Stated task A: From the mailing-list reply on client-side searching, return the passage starting with "The home page" and going on through "SGML tree structure.".
Stated task B:
Answer these questions from the mailing-list reply on client-side searching:
(i) What address is given as the home page for TEI?
(ii) In the example of a region running from the last paragraph in chapter 2 to the first paragraph of chapter 4, how many html files might it potentially span?
(iii) Which word might an older document incorrectly highlight?

Source extract:
● ● ● ● ● ● ●

Re: Client-side searching proposal

Gary Adams - Sun Microsystems Labs BOS (Gary.Adams@east.sun.com)
Tue, 31 Jan 1995 15:39:07 +0100


> From gtn@ebt.com Tue Jan 31 09:03:59 1995
> Date: Tue, 31 Jan 1995 09:03:51 -0500
> From: Gavin Nicol <gtn@ebt.com>
> To: Gary.Adams@East
> Cc: www-talk@www0.cern.ch
> Subject: Re: Client-side searching proposal
> Content-Length: 704
> X-Lines: 14
>
> >There are standard SQL exetensions that provide for a limited amount of
> >full/text query specification. The formulation of the query is only half of
> >the problem. The more difficult part of the problem (in my opinion) is how do
> >you handle the "sub-document" addressability for the relevant fragments of
> >the document to be retrieved or to be highlighted. Traditional database
>
> Sub-document addressing is not a hard problem for SGML documents. Have
> a look at the TEI schemes, or perhaps the HyTime schemes.

After a document is frozen on a CDROM, can I go back and impose new
addressing schemes beyond the original named element of the document?
e.g. the third sentence of the Constitution.

>
> Can someone provide a URL for the online TEI specs?
>

The home page for TEI is <A HREF="http://etext.virginia.edu/TEI.html">
http://etext.virginia.edu/TEI.html</A>

> Also, have a look at <URL:http://www.ebt.com/> for a server that has
> sub-document adressing capabilities based on the SGML tree structure.
>
>

The full SGML system at EBT addresses the need for authored structural addressability.
The type of subdocument addressability that I am looking for would allow a search
engine to refer to the last paragraph in chapter 2 spanning to the first paragraph
of chapter 4 (potentially spanning 3 html files) as a region of information to be
presented to a user which satisfies a complex "how to" query.

I'd also like to construct complex standing queries about "the president of the
United States" in the news, which returns a conditional result. The selection
mechanism for a search engine can be distinct from both the scoring and highlighting
mechanisms. An older document might incorrectly highlight the word "Clinton" if he
was "govenor Clinton" at the time.

● ● ● ● ● ● ●

Record extracts:
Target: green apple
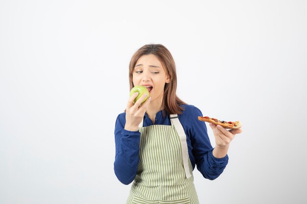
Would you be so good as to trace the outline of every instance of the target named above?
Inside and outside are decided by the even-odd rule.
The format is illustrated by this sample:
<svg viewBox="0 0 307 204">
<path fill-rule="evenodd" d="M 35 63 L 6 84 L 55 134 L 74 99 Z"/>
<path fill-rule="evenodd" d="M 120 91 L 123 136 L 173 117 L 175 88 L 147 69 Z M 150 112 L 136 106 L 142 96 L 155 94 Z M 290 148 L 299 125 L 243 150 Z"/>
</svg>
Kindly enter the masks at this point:
<svg viewBox="0 0 307 204">
<path fill-rule="evenodd" d="M 141 104 L 145 102 L 147 98 L 148 98 L 148 96 L 149 96 L 149 92 L 148 92 L 148 90 L 147 90 L 147 89 L 146 89 L 145 87 L 143 87 L 143 86 L 140 85 L 133 87 L 132 89 L 131 89 L 130 91 L 130 97 L 131 97 L 131 96 L 132 96 L 133 94 L 136 92 L 138 92 L 139 94 L 138 94 L 137 96 L 136 96 L 136 98 L 135 98 L 133 100 L 133 103 L 135 103 L 136 101 L 137 101 L 140 98 L 141 98 L 141 97 L 142 97 L 143 94 L 144 94 L 144 93 L 146 93 L 147 95 L 144 99 L 143 102 L 142 102 Z"/>
</svg>

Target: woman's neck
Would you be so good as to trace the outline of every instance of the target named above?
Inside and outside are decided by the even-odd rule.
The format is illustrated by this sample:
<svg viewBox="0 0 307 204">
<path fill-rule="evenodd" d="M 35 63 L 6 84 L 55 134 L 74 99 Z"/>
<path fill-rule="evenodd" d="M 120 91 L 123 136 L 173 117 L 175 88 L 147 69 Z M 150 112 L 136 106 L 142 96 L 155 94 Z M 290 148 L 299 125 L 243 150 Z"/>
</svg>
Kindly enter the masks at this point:
<svg viewBox="0 0 307 204">
<path fill-rule="evenodd" d="M 162 98 L 160 100 L 155 100 L 151 101 L 146 111 L 148 117 L 152 120 L 154 124 L 154 119 L 157 113 L 162 110 Z"/>
</svg>

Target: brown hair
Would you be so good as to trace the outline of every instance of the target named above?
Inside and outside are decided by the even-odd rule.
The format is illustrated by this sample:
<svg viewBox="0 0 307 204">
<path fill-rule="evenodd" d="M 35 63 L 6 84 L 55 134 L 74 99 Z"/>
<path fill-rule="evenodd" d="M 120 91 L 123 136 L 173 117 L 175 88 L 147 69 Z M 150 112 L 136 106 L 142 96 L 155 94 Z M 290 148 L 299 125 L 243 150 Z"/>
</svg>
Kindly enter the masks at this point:
<svg viewBox="0 0 307 204">
<path fill-rule="evenodd" d="M 165 112 L 168 114 L 181 114 L 183 108 L 180 105 L 186 103 L 180 99 L 176 94 L 177 76 L 175 61 L 168 49 L 161 44 L 146 45 L 134 53 L 129 65 L 130 90 L 134 86 L 132 76 L 137 61 L 142 56 L 150 54 L 155 55 L 161 62 L 165 69 L 166 75 L 169 76 L 170 79 L 170 82 L 165 84 L 164 86 L 162 102 L 163 115 L 165 115 Z"/>
</svg>

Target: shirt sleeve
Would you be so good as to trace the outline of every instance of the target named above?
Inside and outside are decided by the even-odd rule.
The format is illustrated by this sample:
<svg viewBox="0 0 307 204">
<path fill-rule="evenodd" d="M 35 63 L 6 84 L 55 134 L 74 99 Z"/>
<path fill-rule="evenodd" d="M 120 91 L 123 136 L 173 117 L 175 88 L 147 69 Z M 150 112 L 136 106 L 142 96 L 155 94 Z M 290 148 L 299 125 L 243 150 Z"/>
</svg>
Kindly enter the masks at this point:
<svg viewBox="0 0 307 204">
<path fill-rule="evenodd" d="M 115 159 L 114 172 L 118 180 L 128 185 L 133 180 L 137 171 L 140 151 L 140 133 L 125 130 L 126 119 L 118 115 L 115 123 Z"/>
<path fill-rule="evenodd" d="M 228 156 L 223 158 L 216 158 L 213 156 L 213 148 L 208 136 L 206 126 L 205 122 L 198 120 L 198 116 L 203 116 L 203 113 L 194 107 L 192 113 L 191 131 L 192 152 L 197 169 L 204 177 L 213 180 L 222 174 L 226 167 Z"/>
</svg>

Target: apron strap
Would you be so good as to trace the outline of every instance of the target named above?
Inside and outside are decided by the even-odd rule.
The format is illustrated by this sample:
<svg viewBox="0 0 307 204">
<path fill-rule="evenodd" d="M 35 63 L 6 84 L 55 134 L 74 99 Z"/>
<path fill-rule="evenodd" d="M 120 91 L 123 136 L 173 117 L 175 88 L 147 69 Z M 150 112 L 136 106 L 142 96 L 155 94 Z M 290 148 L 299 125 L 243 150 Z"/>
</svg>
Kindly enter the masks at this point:
<svg viewBox="0 0 307 204">
<path fill-rule="evenodd" d="M 141 123 L 139 124 L 139 128 L 142 128 L 143 127 L 143 122 L 144 121 L 144 117 L 143 118 L 143 120 L 142 120 L 142 121 L 141 122 Z"/>
<path fill-rule="evenodd" d="M 181 144 L 181 150 L 182 151 L 182 160 L 183 160 L 183 168 L 185 172 L 185 176 L 187 179 L 190 178 L 192 175 L 190 173 L 190 168 L 189 168 L 189 152 L 188 150 L 188 145 L 186 143 L 186 136 L 184 133 L 184 130 L 182 125 L 180 123 L 177 114 L 171 114 L 170 115 L 170 119 L 172 125 L 175 126 L 175 128 L 178 133 L 180 138 L 180 141 Z"/>
</svg>

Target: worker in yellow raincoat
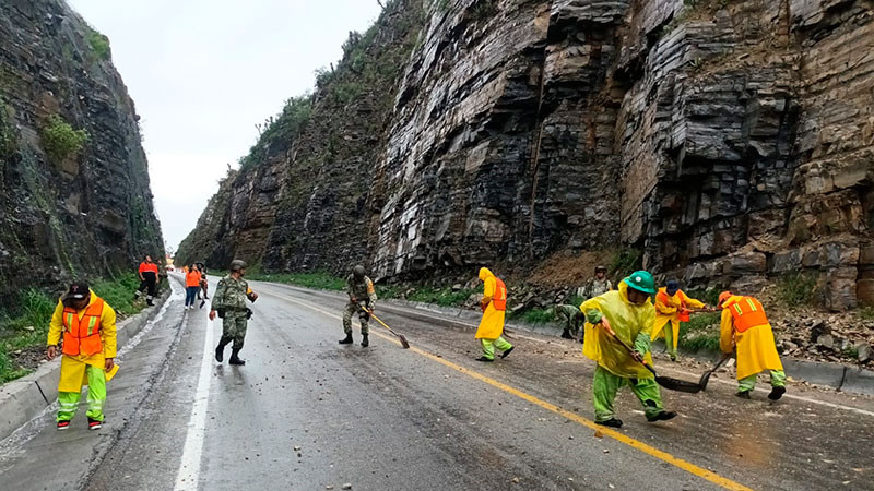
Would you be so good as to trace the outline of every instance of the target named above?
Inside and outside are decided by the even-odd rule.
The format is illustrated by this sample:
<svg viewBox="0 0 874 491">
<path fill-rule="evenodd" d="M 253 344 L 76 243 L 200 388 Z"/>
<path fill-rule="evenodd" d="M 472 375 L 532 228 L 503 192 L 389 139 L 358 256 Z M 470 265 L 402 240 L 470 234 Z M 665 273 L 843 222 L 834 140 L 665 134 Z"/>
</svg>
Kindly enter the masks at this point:
<svg viewBox="0 0 874 491">
<path fill-rule="evenodd" d="M 501 337 L 507 313 L 507 286 L 486 267 L 480 270 L 480 280 L 484 285 L 483 299 L 480 301 L 483 319 L 476 330 L 476 339 L 483 345 L 483 356 L 476 361 L 491 362 L 495 361 L 495 348 L 504 351 L 500 358 L 507 358 L 513 348 Z"/>
<path fill-rule="evenodd" d="M 618 290 L 584 301 L 580 310 L 586 314 L 586 344 L 582 354 L 598 362 L 592 392 L 594 395 L 594 422 L 619 428 L 613 400 L 618 390 L 628 385 L 643 405 L 647 421 L 665 421 L 676 416 L 665 411 L 656 379 L 640 361 L 652 366 L 649 352 L 656 309 L 650 295 L 656 292 L 656 280 L 646 271 L 631 273 L 619 282 Z M 603 327 L 606 319 L 616 337 L 635 348 L 629 354 Z"/>
<path fill-rule="evenodd" d="M 104 421 L 106 382 L 118 371 L 115 364 L 116 312 L 88 288 L 87 283 L 74 283 L 60 298 L 51 316 L 46 354 L 49 360 L 58 356 L 61 335 L 58 430 L 70 427 L 85 384 L 88 386 L 88 429 L 98 430 Z"/>
<path fill-rule="evenodd" d="M 729 355 L 735 349 L 737 351 L 737 397 L 751 398 L 749 393 L 756 387 L 756 375 L 768 370 L 771 375 L 768 398 L 779 400 L 786 394 L 786 372 L 761 302 L 753 297 L 723 291 L 718 307 L 722 309 L 719 347 Z"/>
<path fill-rule="evenodd" d="M 671 361 L 676 361 L 676 346 L 680 342 L 680 323 L 689 322 L 690 309 L 705 309 L 700 300 L 688 297 L 680 289 L 680 283 L 672 279 L 656 294 L 656 325 L 652 327 L 652 340 L 664 337 L 664 346 Z M 666 328 L 671 323 L 671 328 Z"/>
</svg>

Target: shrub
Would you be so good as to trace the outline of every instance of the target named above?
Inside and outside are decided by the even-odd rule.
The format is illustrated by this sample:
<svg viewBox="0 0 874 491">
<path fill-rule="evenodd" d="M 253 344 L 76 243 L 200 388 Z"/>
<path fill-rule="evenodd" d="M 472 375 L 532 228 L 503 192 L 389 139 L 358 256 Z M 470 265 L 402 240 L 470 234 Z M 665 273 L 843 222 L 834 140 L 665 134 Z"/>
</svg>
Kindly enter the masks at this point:
<svg viewBox="0 0 874 491">
<path fill-rule="evenodd" d="M 806 273 L 790 273 L 777 284 L 777 297 L 788 307 L 811 303 L 816 292 L 816 278 Z"/>
<path fill-rule="evenodd" d="M 58 115 L 48 117 L 42 136 L 43 147 L 55 161 L 76 156 L 88 141 L 85 130 L 73 130 L 73 127 Z"/>
<path fill-rule="evenodd" d="M 94 50 L 94 55 L 96 55 L 98 59 L 106 61 L 113 57 L 113 49 L 109 46 L 109 38 L 104 34 L 88 27 L 87 33 L 85 33 L 85 37 L 91 45 L 91 49 Z"/>
</svg>

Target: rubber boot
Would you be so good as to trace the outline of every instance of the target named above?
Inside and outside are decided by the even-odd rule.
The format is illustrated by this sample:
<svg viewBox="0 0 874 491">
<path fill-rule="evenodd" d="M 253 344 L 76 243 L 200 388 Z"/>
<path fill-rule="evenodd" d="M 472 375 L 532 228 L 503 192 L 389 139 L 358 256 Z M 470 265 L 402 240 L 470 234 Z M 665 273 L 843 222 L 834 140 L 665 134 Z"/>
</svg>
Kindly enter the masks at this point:
<svg viewBox="0 0 874 491">
<path fill-rule="evenodd" d="M 238 352 L 239 350 L 237 349 L 231 351 L 231 359 L 227 360 L 227 362 L 231 364 L 246 364 L 246 360 L 240 360 L 239 357 L 237 356 Z"/>
<path fill-rule="evenodd" d="M 215 347 L 215 361 L 222 362 L 225 359 L 225 345 L 218 343 L 218 346 Z"/>
</svg>

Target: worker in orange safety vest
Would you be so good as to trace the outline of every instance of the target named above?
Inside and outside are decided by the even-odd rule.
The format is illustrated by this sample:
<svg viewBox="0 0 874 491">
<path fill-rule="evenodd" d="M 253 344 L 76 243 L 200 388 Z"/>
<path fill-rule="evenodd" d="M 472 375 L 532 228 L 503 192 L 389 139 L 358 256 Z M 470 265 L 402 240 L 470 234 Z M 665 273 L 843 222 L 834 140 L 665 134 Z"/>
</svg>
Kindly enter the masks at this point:
<svg viewBox="0 0 874 491">
<path fill-rule="evenodd" d="M 61 346 L 61 374 L 58 383 L 58 430 L 70 427 L 79 408 L 82 386 L 88 386 L 88 429 L 97 430 L 105 420 L 106 382 L 118 371 L 116 357 L 116 312 L 88 288 L 85 282 L 70 286 L 51 316 L 46 357 L 58 356 Z"/>
<path fill-rule="evenodd" d="M 756 375 L 768 370 L 771 375 L 768 398 L 779 400 L 786 394 L 786 373 L 761 302 L 723 291 L 718 307 L 722 309 L 719 346 L 724 354 L 737 351 L 737 397 L 751 398 Z"/>
</svg>

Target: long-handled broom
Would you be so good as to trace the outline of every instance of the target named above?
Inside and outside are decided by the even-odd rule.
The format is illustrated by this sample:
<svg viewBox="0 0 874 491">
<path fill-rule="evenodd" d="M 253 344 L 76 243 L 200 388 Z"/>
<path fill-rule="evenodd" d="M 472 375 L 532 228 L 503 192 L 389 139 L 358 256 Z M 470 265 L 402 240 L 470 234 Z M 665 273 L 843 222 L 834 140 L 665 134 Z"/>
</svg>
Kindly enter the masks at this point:
<svg viewBox="0 0 874 491">
<path fill-rule="evenodd" d="M 628 351 L 629 355 L 634 355 L 635 352 L 637 352 L 635 351 L 634 348 L 628 346 L 627 343 L 625 343 L 624 340 L 619 339 L 618 336 L 616 336 L 616 333 L 610 326 L 610 322 L 607 322 L 606 318 L 602 318 L 601 326 L 604 327 L 604 331 L 606 331 L 612 338 L 616 339 Z M 650 364 L 647 363 L 646 361 L 640 360 L 640 364 L 642 364 L 643 367 L 647 368 L 647 370 L 652 372 L 652 374 L 656 375 L 656 383 L 658 383 L 664 388 L 670 388 L 671 391 L 685 392 L 688 394 L 697 394 L 701 392 L 701 386 L 696 384 L 695 382 L 686 382 L 685 380 L 672 379 L 670 376 L 660 376 L 658 373 L 656 373 L 656 369 L 650 367 Z"/>
<path fill-rule="evenodd" d="M 389 330 L 389 333 L 391 333 L 391 334 L 393 334 L 393 335 L 398 336 L 398 339 L 400 339 L 400 342 L 401 342 L 401 346 L 403 346 L 403 349 L 410 349 L 410 343 L 408 343 L 408 342 L 406 342 L 406 338 L 403 336 L 403 334 L 398 334 L 398 333 L 395 333 L 395 332 L 394 332 L 394 331 L 393 331 L 391 327 L 389 327 L 389 325 L 388 325 L 388 324 L 386 324 L 385 322 L 382 322 L 382 321 L 381 321 L 379 318 L 377 318 L 376 315 L 374 315 L 374 313 L 373 313 L 373 312 L 370 312 L 369 310 L 365 309 L 364 307 L 362 307 L 362 310 L 363 310 L 363 311 L 365 311 L 365 312 L 367 312 L 368 314 L 370 314 L 370 316 L 371 316 L 371 318 L 376 319 L 376 322 L 378 322 L 378 323 L 382 324 L 382 327 L 385 327 L 385 328 Z"/>
</svg>

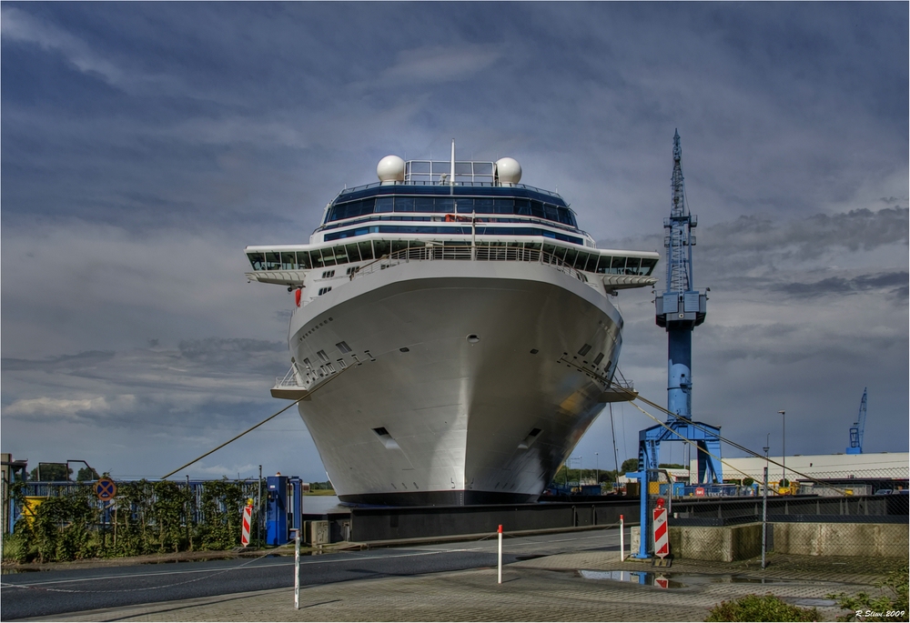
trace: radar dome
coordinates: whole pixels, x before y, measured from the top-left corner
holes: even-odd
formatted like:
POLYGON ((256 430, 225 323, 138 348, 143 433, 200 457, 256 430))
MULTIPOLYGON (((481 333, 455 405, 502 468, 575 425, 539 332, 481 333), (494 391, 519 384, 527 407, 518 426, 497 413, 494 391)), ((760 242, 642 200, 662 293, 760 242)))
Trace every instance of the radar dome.
POLYGON ((521 165, 515 158, 500 158, 496 161, 496 176, 500 184, 518 184, 521 179, 521 165))
POLYGON ((383 184, 404 181, 404 160, 397 156, 387 156, 376 166, 376 175, 383 184))

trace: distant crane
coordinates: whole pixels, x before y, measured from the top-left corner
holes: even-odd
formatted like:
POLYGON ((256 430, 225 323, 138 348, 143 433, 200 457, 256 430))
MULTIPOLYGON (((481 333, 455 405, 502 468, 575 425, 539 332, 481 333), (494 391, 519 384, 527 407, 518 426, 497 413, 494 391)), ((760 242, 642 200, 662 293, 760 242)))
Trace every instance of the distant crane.
POLYGON ((863 454, 863 433, 865 432, 866 387, 863 387, 863 399, 859 401, 859 417, 850 427, 850 447, 847 454, 863 454))

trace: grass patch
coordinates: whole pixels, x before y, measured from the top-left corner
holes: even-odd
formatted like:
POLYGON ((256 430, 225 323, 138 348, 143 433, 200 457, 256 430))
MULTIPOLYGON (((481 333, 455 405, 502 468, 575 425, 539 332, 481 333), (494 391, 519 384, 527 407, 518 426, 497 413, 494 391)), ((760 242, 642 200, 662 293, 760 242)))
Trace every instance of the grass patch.
POLYGON ((814 608, 791 606, 771 593, 764 597, 746 595, 734 601, 723 601, 711 608, 706 621, 817 621, 814 608))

● ● ● ● ● ● ●

Exercise solution A:
The home page for TEI is <A HREF="http://etext.virginia.edu/TEI.html">
http://etext.virginia.edu/TEI.html</A>

> Also, have a look at <URL:http://www.ebt.com/> for a server that has
> sub-document adressing capabilities based on the SGML tree structure.

Exercise solution B:
(i) http://etext.virginia.edu/TEI.html
(ii) 3
(iii) "Clinton"